■ **Goal**
Repeat each record exactly as written, and drop any images.

■ **Exercise material**

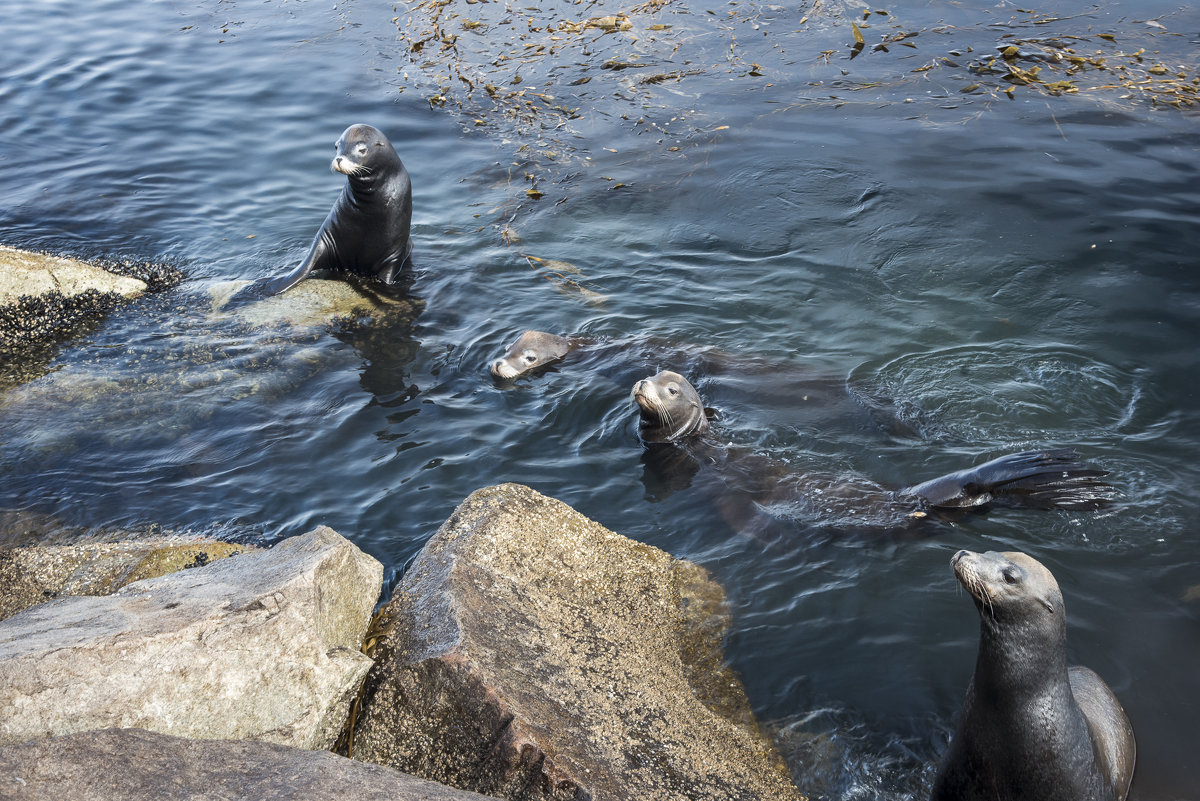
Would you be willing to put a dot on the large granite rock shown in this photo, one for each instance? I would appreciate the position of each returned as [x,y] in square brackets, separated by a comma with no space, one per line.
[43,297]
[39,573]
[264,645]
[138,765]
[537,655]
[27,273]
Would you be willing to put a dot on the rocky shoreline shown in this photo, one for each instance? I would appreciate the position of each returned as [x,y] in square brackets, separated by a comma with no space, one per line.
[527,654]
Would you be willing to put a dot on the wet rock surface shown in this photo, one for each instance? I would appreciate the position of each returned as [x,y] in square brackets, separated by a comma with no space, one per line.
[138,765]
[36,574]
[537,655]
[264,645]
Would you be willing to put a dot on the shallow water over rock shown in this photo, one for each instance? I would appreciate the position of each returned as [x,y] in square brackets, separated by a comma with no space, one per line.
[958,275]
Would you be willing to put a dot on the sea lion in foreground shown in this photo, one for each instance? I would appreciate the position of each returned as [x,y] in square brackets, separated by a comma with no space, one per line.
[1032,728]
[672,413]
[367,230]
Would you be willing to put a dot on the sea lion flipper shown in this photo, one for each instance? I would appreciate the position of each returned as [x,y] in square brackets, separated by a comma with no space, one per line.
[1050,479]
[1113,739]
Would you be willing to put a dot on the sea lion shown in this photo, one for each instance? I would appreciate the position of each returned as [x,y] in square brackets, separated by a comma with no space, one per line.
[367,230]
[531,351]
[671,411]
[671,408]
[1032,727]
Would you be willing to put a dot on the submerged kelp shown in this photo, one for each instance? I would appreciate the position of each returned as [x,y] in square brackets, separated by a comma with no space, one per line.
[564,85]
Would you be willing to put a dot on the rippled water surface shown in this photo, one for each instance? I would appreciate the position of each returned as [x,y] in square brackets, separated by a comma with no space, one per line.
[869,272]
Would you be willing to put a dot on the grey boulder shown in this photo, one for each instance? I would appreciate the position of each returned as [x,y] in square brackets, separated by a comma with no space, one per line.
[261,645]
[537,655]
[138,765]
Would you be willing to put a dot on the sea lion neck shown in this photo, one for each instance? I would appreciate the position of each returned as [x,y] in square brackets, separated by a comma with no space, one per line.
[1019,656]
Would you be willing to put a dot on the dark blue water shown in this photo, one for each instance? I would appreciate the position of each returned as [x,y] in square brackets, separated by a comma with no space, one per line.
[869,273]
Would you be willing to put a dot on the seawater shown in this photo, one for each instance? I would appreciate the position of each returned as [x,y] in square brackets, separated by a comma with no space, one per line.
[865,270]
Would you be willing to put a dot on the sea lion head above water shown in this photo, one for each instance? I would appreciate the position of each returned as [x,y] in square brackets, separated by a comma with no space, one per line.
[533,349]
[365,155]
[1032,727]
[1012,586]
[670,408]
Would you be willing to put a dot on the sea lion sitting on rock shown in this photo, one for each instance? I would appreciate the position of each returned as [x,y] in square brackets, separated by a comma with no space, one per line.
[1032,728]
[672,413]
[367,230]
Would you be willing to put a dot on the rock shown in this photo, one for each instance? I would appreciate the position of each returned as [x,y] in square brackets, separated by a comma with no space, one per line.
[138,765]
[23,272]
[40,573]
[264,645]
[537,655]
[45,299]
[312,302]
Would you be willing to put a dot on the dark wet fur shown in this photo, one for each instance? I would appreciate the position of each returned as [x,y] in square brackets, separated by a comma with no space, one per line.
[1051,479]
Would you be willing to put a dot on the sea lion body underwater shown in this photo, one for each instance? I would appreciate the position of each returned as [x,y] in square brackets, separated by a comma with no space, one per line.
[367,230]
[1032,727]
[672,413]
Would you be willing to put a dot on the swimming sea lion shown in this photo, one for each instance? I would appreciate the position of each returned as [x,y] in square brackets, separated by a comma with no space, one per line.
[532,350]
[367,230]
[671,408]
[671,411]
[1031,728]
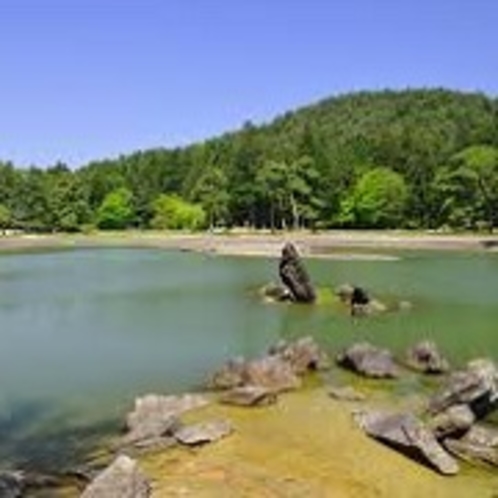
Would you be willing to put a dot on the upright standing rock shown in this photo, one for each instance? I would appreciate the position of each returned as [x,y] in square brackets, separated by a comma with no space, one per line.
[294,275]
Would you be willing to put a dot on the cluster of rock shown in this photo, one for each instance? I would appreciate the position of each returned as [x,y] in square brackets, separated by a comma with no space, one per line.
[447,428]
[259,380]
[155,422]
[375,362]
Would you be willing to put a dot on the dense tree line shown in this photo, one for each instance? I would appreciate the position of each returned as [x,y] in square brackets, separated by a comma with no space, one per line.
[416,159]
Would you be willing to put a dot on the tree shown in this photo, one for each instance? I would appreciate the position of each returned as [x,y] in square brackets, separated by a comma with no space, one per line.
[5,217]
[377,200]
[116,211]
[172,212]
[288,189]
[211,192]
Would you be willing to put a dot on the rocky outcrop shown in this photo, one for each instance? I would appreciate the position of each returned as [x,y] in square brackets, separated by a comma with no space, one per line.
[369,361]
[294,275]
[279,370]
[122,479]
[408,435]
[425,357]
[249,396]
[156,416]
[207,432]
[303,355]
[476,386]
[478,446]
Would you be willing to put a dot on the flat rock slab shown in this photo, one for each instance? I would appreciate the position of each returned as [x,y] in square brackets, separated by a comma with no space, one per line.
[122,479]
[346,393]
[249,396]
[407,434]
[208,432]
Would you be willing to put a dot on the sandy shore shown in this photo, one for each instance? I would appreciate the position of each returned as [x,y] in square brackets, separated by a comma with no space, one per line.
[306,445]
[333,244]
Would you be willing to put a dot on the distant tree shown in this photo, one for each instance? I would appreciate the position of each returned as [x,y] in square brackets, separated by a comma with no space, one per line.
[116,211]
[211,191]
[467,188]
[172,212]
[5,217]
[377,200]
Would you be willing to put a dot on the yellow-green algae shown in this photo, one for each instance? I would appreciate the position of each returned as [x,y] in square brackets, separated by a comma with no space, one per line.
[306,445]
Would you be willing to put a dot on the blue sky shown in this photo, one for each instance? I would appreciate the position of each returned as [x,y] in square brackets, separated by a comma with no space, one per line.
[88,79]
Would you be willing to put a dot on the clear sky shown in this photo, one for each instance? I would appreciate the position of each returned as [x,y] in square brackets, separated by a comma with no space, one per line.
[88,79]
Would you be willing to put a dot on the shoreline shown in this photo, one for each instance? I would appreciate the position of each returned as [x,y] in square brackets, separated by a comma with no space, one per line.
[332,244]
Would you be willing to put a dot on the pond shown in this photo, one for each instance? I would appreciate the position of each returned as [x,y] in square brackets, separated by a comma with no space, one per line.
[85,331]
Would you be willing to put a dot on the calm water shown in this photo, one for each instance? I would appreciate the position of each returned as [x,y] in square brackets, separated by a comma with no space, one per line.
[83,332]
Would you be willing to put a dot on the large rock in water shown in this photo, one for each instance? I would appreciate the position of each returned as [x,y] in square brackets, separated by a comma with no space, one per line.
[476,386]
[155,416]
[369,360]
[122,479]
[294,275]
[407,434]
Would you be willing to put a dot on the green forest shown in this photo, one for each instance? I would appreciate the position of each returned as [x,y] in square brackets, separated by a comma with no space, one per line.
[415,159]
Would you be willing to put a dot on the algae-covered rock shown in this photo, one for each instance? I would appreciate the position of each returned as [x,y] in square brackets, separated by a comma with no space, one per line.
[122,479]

■ **Task response**
Would you be willing to put a dot on the large granite rock shown in this photo, one for each instance? I would appreciate the position of each returned as [x,y] in square brackets, separated by a comma with no space, one per line.
[43,297]
[39,573]
[264,645]
[138,765]
[537,655]
[27,273]
Would you be willing to put a dot on the rocky shoreline shown in this photo, one for each instance? I would appreciate the position of each returned as [x,y] in square brackets, separated by a comma with no space, one per line.
[527,654]
Would you be willing to put a dot on the wet rock surface shown in this photo, one for each instance? I would appreciate the position of each returned as [x,y] in square brackets, separated by a comma with no space, one per line.
[138,765]
[36,574]
[537,655]
[264,645]
Would you be willing to put a dot on the shallow water over rock shown in this photo, one for each instance? I would appreciate the position of each returned as [x,y] in square brackets, separated by a comma with no space, one per line.
[958,275]
Would you be willing to put a dot on the sea lion in foreground shown in this photo, one for each instance? I would appreciate the position of each returned as [x,y] in square brackets, separated by a comma with no space, one per line.
[1032,728]
[672,413]
[367,230]
Would you be willing to put a dot on the sea lion flipper shown in this photo, one for each instance? I would appreciate the position of each returned as [x,y] in square brackets, separated by a comma with no space, one per line.
[1050,479]
[1113,739]
Would you be willing to put a dot on the sea lion shown in this photo, one for each instance? I would appreciate the position of each returned as [x,y] in square brackets, separated by a comma with no space, one per line.
[367,230]
[531,351]
[671,411]
[671,408]
[1032,727]
Would you be willing to put a dot on the submerged kelp shown in this photo, one for each instance? I would appreciate the position of each returned as [x,y] in square brackets, separated by a comma with no space, one per line.
[564,85]
Would you be willing to put a dot on the rippled water surface shown in this photo, one for each instance? I would appreciate the position of each returned as [x,y] in square brackets, separated by a comma with no space, one per line.
[869,272]
Would you be willing to put a dot on the grey boulder shown in this photo, one for each instance? I would appreciate the position of each returned as [x,y] in square brackets, separated by a comma with no space, one per line.
[261,645]
[537,655]
[138,765]
Would you be willing to put a dot on the sea lion neck shown in this photo, one for each instance? I would appreciate the position of each returned as [x,y] in square brackets, separated by a comma with no space, one per line.
[1019,656]
Would you be willing to put a dot on the dark blue water shown in this photo, one for each instance? I would appreciate the position of each returned as [x,y] in square brackets, separated by a comma with no space, one per line.
[869,273]
Would you be willing to put a dot on the seawater shown in this photo, one for each instance? I would appreciate the position of each returned as [x,y] in square brackets, separated by a comma with no space, one per line.
[865,270]
Would you be willing to put a dot on the sea lion head above water shown in this photo, one for each instance? I would appreciate the position of each returned as [x,y] in square brackets, separated by a comma with no space, one per line.
[533,349]
[365,155]
[1032,727]
[1012,586]
[670,408]
Would you be willing to put a dot on the sea lion sitting on rock shown in this photo, one for each instance? I would appreciate the position of each returned as [x,y] in square brackets, separated by a comma with no space, one per line.
[1032,728]
[672,413]
[367,230]
Would you be willing to put a dot on the rock shown in this photo, one for each instance? I would appreciate the position of each returned as [x,y] in square brackets, separated by a comma with no space, one per line.
[138,765]
[23,272]
[40,573]
[264,645]
[537,655]
[45,299]
[312,302]
Would you be willing to put a dot on the dark wet fur shown in this photo, one for each instance? I would appreciate the position of each returned as [x,y] in square brackets, separated by a comma with no space, one per line.
[1051,479]
Would you be willing to put a dot on the sea lion body underwater shown in this photo, one for each instance? I would appreciate the position of each returned as [x,y] in square brackets, separated by a comma with no space, one per line.
[367,230]
[1032,727]
[672,413]
Would you be willing to put a dot on the swimming sea lion shown in this photo, one for each instance? I would appreciate the position of each returned as [x,y] in square brackets, separated by a comma with no space, one per line.
[532,350]
[367,230]
[671,408]
[671,411]
[1031,728]
Would you be willing to put a dot on the upright standing rock shown in this photo, one for each instance? I would appreciate the position of each returned as [x,y] in square brackets, separated by a comma with no space, one per line.
[294,275]
Would you be willing to put a dot on the cluster of rock shown in this photo, one for each instance? I would appreciate the position of each returned as [x,y] in square brackets, separated by a comma with no space, one per line.
[447,428]
[259,380]
[155,422]
[375,362]
Would you be willing to put a dot on the dense tree line shown in this photo, one for each instance? I would appreciate the position of each returned as [x,y] in square brackets, separated by a comma with no space, one per line.
[416,159]
Would you be willing to put a dot on the tree shown in this photo, one for each instance? I would appreciate the position of each returned as [x,y] in square brackets, separated by a comma with no space, one per line.
[5,217]
[377,200]
[116,211]
[172,212]
[288,189]
[211,192]
Would you be willing to put a dot on the rocky outcrop shown in this photo, one for each instance? I would appreciate the position of each returned as [x,y] in square brackets, separated by a comma with no space, one per line.
[369,361]
[294,275]
[279,370]
[122,479]
[408,435]
[425,357]
[249,396]
[156,416]
[207,432]
[303,355]
[476,386]
[478,446]
Would you be willing to put a dot on the flat rock slab shown in this photo, one for each instance? I would appreciate the position of each returned as [x,y] in square brackets, separated by a comma with no space, one per line.
[122,479]
[346,393]
[249,396]
[407,434]
[208,432]
Would you be willing to put a dot on the sandy shore shown in this photo, one for each instance? I would appreciate the position of each returned as [x,y] in square brackets, separated by a comma with no space, one per line.
[306,445]
[333,244]
Would you be willing to put a dot on the distant tree shown in this photo, one for each instance? I would appreciate the position of each returned as [x,y] in square brackets, separated by a comma with no space, one per line.
[116,211]
[211,191]
[467,188]
[172,212]
[5,217]
[377,200]
Would you be willing to put a dot on the yellow-green algae shown in this photo, one for each instance? I would appreciate the position of each returned as [x,y] in square brackets, separated by a comma with no space, one per line.
[306,445]
Would you be willing to put a dot on the blue sky shown in this photo, one for each instance? I would appreciate the position of each returned as [x,y] in square brackets, separated by a comma with no space, one per line.
[88,79]
Would you be willing to put a dot on the clear sky shown in this photo, one for each instance? I would appreciate the position of each returned as [x,y] in square brackets, separated by a comma with no space, one per line.
[88,79]
Would you be willing to put a dot on the shoreline shown in this photo, one for each instance? I would appreciate the position of each returned as [x,y] in square brackets, separated by a comma with no space, one per line.
[332,244]
Would you be willing to put a dot on the pond shown in this photo, one for each instance? I would appreciate the position of each returned as [x,y] in square brackets, separated by a comma with no space, one per line.
[85,331]
Would you be willing to put a dot on the calm water shown in this photo, one for each instance? I would appreciate the position of each returned as [x,y] in square brackets, separated by a comma with no space, one per line.
[83,332]
Would you be willing to put a dot on the large rock in water shown in this photo, one for each instance? I would appreciate the position of each returned as [x,y] in square brackets, separated by a comma with no space, one per line.
[476,386]
[155,416]
[369,360]
[122,479]
[294,275]
[407,434]
Would you be willing to put a dot on the green forest shown in this photo, one for each instance? I would appreciate the position of each returned as [x,y] in square brackets, separated by a comma with no space, one per line.
[415,159]
Would you be willing to put a dot on the algae-covered rock shown in this photo, one for each instance? I would appreciate the position of each returned as [x,y] in square brackets, separated by a comma with no space, one per line.
[122,479]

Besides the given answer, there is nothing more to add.